# WORK INSTRUCTIONS:
Only the lines with the string "long" are needed; return each of them from the entries below.

# MATERIAL TO PROCESS:
-=-=-
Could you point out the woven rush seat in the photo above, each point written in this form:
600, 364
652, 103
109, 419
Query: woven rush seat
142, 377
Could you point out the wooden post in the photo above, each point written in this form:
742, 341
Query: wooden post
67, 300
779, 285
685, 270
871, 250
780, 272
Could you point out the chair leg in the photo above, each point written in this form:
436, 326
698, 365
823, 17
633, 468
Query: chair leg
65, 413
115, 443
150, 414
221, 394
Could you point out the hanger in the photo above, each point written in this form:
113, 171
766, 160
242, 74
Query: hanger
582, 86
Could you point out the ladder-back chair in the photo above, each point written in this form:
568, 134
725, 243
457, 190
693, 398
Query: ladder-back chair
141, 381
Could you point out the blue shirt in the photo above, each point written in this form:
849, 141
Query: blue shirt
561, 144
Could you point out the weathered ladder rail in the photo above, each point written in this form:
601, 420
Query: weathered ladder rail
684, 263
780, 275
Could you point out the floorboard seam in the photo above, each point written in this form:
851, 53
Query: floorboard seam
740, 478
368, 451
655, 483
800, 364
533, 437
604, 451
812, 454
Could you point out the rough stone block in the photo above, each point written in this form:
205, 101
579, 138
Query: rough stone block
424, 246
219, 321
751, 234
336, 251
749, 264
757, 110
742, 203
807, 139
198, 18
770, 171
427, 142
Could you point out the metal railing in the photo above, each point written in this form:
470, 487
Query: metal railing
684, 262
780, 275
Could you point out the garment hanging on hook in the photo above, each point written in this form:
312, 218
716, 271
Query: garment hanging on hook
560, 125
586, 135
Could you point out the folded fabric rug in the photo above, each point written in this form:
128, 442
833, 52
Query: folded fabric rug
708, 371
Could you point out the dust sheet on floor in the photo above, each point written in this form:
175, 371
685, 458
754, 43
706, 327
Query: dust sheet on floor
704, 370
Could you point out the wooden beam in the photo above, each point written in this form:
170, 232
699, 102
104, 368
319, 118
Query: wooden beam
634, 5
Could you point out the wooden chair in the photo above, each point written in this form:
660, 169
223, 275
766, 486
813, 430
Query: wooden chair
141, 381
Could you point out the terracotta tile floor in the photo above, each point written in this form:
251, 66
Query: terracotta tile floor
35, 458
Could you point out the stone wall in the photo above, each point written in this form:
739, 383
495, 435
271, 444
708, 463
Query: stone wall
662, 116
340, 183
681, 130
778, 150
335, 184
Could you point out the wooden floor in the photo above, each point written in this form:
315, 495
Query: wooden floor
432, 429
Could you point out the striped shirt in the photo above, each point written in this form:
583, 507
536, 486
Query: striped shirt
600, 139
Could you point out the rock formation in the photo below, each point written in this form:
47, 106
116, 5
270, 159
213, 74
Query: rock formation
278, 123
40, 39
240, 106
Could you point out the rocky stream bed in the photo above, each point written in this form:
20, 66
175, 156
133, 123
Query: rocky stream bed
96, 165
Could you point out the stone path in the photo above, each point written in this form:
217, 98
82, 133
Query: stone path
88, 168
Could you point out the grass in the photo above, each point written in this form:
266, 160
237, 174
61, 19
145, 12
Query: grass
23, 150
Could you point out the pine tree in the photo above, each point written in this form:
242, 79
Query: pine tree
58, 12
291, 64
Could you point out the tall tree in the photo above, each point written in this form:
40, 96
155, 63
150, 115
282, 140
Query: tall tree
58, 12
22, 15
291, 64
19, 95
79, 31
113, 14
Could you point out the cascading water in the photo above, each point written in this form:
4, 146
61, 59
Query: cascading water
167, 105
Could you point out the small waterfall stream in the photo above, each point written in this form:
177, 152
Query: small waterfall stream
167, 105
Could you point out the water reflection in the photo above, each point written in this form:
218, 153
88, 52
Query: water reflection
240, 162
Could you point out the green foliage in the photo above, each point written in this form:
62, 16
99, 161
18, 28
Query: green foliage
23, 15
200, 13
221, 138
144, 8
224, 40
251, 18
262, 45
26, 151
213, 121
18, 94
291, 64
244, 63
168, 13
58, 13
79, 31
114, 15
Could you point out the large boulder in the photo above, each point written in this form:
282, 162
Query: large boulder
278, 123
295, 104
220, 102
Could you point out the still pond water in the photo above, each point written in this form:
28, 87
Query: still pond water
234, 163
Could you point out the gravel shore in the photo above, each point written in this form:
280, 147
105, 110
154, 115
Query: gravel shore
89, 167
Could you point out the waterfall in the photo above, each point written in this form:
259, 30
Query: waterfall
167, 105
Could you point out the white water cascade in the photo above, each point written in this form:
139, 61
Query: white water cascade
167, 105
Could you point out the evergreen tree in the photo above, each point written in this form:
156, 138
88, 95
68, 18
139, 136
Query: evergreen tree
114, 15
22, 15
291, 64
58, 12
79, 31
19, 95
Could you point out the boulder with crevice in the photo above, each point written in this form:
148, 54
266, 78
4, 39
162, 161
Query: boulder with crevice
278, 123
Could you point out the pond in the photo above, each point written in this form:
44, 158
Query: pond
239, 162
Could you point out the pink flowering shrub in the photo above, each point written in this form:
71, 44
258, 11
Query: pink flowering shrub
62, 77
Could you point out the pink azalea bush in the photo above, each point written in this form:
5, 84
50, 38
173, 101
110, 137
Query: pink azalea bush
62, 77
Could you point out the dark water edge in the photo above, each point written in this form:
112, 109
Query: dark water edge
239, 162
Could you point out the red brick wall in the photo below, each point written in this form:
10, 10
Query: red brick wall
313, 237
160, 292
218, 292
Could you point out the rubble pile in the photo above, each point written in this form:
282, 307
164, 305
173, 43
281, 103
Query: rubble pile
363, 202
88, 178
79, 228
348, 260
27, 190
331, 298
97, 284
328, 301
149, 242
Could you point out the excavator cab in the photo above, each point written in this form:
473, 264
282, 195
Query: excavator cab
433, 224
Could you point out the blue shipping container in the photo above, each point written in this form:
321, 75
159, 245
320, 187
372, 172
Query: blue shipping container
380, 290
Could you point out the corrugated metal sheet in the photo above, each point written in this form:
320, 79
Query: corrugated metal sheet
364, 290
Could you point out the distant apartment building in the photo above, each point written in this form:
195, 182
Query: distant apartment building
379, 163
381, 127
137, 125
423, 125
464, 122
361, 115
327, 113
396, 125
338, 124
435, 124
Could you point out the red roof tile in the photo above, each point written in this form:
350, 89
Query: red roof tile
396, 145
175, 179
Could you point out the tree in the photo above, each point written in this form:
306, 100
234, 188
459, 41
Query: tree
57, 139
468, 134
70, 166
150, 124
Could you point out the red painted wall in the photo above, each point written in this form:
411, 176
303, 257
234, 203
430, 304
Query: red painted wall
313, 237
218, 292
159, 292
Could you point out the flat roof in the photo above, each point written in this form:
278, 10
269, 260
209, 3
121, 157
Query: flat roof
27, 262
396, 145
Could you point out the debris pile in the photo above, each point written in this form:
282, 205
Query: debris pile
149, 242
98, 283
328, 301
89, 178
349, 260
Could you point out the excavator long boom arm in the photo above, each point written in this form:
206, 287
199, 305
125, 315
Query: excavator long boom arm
-=-=-
# SOLUTION FOR THIS TASK:
Could you point out the excavator long boom arm in the photo above, each point written in this form:
Query: excavator long boom arm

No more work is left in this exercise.